René Descartes, Regras
para a direcção do espírito,
trad. de João Gama,
Lisboa, 1989,
Edições 70, pp. 20-22.
“Pelo que se pode dizer que estas
proposições, que se concluem imediatamente a partir dos primeiros princípios, são conhecidas, de um ponto de vista
diferente, ora por intuição, ora por dedução, mas que os primeiros
princípios se conhecem somente por intuição, e, pelo contrário, as conclusões
distantes só o podem ser por dedução.
Eis as duas vias mais
seguras para chegar à ciência; do lado do espírito não se devem
admitir mais, e todas as outras devem ser rejeitadas como suspeitas e passíveis
de erro."
3 - Descartes e a Dúvida Metódica.
Como a filosofia e as ciências de então se encontravam
repletas de incertezas , era importante distinguir ideias correctas das
incorrectas, eliminar erros, clarificar confusões e obscuridades e tentar
encontrar o fundamento das
ciências e do conhecimento em geral.
Daí Descartes
sentir necessidade em assumir uma atitude de dúvida. “rejeitar como falso tudo
aquilo que pudesse suscitar a menor dúvida, para ver se depois disso algo
restaria nas minhas opiniões que fosse absolutamente indubitável”.
Assim, porque os nossos sentidos por vezes nos enganam, decidi supor que nos enganam sempre. E porque há pessoas que se enganam ao raciocinar, até nos aspectos mais simples da geometria, fazendo raciocínios incorrectos, rejeitei como falsas todas as razões que até então me tinham parecido aceitáveis, visto estar sujeito a enganar-me como qualquer outra pessoa. Por fim, considerando que os pensamentos que temos quando estamos acordados podem ocorrer também quando dormimos, não sendo neste caso verdadeiros, resolvi supor que tudo o que até então tinha acolhido no meu pensamento não era mais verdadeiro do que as ilusões dos meus sonhos.
Descartes, Discurso do Método
- O que é a dúvida?

AS SUAS TAREFAS:
(A) Extraia do excerto sobre Descartes o trecho que vai desde "3 - Descartes" até "conhecimento em geral.", inclusive.
(B) Segundo o excerto sobre Descartes, de que modo se conhecem os primeiros princípios?
A listagem provém de uma fonte distinta da do excerto sobre Descartes.

DADOS FORNECIDOS:
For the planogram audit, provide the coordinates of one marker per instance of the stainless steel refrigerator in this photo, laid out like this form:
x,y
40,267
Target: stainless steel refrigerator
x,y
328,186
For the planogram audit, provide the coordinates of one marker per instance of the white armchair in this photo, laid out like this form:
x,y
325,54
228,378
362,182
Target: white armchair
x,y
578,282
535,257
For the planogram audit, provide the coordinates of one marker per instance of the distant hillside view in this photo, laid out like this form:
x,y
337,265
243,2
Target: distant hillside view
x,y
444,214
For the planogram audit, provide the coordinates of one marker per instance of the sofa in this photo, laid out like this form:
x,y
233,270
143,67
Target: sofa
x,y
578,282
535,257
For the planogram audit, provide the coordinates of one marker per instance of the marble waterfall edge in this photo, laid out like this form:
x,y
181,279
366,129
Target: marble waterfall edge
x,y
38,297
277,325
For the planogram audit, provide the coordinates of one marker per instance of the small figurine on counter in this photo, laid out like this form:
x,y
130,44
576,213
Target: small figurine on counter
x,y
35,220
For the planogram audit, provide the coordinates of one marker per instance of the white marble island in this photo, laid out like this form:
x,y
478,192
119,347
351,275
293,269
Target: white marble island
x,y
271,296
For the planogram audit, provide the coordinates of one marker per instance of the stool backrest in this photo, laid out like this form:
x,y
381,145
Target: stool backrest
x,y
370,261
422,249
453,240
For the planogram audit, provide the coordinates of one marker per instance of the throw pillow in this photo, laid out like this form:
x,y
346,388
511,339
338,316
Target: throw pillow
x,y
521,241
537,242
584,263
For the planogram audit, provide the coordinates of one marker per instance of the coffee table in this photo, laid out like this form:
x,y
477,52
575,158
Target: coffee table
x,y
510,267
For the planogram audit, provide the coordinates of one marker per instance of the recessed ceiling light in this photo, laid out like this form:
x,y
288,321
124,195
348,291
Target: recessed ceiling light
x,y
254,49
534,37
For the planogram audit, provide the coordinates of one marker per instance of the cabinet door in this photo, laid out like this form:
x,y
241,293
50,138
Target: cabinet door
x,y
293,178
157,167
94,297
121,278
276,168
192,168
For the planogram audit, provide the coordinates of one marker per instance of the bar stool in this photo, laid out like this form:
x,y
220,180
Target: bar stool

RESULTADOS POR ORDEM:
(A)
3 - Descartes e a Dúvida Metódica.
Como a filosofia e as ciências de então se encontravam
repletas de incertezas , era importante distinguir ideias correctas das
incorrectas, eliminar erros, clarificar confusões e obscuridades e tentar
encontrar o fundamento das
ciências e do conhecimento em geral.

(B) Somente por intuição.